ABOUT THIS TASK: From the line containing "Where can you spot the dragonfly in" down to the last line of the records below, restate each line word for word and leave out the rest.

RECORDS FOR THE TASK:
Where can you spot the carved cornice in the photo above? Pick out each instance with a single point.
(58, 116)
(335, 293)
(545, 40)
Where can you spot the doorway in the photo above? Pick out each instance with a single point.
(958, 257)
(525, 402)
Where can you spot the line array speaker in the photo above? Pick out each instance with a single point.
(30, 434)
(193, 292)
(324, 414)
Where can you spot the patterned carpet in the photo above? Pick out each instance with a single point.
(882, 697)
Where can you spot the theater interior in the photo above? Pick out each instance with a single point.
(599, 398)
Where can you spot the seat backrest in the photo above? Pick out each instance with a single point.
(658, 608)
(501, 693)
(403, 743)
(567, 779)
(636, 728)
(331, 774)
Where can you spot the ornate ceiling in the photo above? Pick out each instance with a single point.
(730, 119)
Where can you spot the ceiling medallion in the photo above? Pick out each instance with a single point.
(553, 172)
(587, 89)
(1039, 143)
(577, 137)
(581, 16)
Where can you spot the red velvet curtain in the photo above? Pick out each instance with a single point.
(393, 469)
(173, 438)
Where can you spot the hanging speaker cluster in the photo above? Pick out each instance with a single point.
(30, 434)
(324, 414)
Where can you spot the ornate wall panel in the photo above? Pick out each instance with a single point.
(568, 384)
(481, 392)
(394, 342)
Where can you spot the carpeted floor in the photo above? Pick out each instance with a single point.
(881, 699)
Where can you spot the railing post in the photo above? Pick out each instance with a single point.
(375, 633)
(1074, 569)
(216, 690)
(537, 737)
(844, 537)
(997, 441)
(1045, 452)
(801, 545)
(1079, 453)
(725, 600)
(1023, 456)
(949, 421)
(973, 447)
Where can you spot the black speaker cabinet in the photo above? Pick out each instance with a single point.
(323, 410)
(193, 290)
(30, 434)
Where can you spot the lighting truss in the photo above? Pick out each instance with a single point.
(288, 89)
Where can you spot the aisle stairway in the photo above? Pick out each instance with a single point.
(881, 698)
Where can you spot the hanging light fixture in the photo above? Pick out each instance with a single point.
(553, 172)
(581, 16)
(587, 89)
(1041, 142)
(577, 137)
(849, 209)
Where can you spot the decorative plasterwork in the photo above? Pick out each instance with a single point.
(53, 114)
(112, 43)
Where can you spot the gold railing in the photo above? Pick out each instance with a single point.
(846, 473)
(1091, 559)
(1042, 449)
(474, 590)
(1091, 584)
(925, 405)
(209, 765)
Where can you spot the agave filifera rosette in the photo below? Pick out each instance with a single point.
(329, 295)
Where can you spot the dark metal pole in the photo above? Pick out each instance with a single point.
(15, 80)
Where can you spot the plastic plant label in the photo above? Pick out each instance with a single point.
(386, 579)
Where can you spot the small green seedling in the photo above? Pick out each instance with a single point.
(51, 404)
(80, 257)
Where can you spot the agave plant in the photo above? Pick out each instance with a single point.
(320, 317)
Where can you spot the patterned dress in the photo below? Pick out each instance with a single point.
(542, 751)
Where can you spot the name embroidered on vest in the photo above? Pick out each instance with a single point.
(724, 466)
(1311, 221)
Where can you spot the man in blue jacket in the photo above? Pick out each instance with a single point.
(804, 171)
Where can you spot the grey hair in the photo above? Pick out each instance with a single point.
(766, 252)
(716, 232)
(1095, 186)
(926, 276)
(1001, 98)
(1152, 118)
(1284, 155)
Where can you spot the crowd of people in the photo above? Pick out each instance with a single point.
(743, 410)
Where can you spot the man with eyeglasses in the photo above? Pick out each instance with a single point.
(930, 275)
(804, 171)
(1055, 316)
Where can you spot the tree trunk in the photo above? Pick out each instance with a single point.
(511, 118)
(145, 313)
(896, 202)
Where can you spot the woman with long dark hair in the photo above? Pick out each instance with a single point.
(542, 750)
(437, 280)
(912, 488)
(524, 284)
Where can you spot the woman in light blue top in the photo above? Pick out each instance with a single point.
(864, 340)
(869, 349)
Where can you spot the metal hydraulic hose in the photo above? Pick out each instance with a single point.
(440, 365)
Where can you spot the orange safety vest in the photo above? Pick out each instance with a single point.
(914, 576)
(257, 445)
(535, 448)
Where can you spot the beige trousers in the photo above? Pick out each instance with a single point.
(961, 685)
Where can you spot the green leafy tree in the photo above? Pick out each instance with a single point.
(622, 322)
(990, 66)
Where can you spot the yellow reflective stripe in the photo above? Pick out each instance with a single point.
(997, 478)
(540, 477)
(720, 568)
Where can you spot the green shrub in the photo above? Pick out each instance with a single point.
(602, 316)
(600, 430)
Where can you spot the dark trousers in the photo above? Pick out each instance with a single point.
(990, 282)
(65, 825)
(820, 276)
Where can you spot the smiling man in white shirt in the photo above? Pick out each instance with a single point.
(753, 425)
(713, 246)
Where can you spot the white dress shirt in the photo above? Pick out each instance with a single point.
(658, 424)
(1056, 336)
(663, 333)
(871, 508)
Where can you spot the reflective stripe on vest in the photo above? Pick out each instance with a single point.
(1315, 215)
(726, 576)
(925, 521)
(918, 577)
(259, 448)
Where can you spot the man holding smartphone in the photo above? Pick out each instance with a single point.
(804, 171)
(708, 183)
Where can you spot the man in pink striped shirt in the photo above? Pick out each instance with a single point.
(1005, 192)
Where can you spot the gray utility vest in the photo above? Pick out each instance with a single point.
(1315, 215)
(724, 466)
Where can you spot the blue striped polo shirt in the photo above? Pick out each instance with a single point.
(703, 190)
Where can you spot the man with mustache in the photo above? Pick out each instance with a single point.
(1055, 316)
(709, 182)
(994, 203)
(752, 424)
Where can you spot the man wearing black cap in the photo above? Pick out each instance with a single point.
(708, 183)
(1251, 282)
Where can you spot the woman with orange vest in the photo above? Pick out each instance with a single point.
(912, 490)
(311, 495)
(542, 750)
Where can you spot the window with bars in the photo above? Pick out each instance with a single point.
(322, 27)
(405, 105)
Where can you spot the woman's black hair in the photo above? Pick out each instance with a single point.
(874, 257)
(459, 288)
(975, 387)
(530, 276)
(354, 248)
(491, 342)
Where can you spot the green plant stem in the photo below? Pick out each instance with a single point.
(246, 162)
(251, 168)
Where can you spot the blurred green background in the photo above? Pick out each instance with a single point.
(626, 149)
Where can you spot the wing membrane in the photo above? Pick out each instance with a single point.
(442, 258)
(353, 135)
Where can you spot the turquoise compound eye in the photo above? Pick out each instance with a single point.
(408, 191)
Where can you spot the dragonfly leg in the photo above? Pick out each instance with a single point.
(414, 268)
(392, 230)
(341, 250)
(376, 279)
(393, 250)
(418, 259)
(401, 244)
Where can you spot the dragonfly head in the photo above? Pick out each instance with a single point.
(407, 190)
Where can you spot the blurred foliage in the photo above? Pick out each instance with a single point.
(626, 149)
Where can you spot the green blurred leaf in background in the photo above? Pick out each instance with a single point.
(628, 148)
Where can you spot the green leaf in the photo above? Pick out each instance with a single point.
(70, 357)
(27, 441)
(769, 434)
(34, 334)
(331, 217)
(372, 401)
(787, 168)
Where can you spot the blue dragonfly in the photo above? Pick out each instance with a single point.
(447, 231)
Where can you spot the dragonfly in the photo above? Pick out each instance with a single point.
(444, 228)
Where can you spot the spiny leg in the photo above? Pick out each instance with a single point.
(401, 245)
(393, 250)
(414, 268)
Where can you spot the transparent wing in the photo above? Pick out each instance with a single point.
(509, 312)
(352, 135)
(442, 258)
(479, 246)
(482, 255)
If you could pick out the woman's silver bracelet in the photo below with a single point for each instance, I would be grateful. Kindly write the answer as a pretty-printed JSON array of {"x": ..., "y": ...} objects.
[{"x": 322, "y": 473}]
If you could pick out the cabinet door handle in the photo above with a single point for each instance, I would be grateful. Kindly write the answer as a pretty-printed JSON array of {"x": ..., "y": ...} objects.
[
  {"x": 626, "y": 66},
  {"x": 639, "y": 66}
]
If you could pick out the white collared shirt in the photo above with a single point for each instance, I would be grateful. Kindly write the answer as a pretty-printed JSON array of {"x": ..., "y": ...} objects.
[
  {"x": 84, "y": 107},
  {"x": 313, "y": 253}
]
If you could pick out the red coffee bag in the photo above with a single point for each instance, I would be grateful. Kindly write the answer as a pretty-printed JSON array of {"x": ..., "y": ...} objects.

COMPLETED EXERCISE:
Where can you spot the dragonfly in the photo above? Pick out each instance with a single point.
(444, 228)
Where can you spot the spiny leg in the photo above? Pick out each instance with a single point.
(401, 245)
(393, 250)
(414, 268)
Where can you spot the transparent wing in the photo above? Pick out each instance with a single point.
(509, 312)
(352, 135)
(442, 258)
(479, 246)
(482, 255)
If you could pick out the woman's silver bracelet in the photo below with a single point for each instance, I would be grateful. Kindly write the answer as a pretty-printed JSON array of {"x": ..., "y": ...} objects.
[{"x": 322, "y": 473}]
If you could pick out the cabinet door handle in the photo above with a single point for each instance, I would be grateful. Kindly write the answer as a pretty-printed JSON array of {"x": ..., "y": ...} objects.
[
  {"x": 626, "y": 66},
  {"x": 639, "y": 66}
]
If you could pick out the white collared shirt in the photo above with a single point for each instance, I would be grateful. Kindly write the answer as a pretty-printed JSON array of {"x": ..., "y": ...} objects.
[
  {"x": 84, "y": 107},
  {"x": 313, "y": 253}
]
If you could pick out the red coffee bag in the photo above with a single point for each instance, I would be grateful. Kindly write the answer as a pretty-printed JSON array of {"x": ..., "y": ...} objects.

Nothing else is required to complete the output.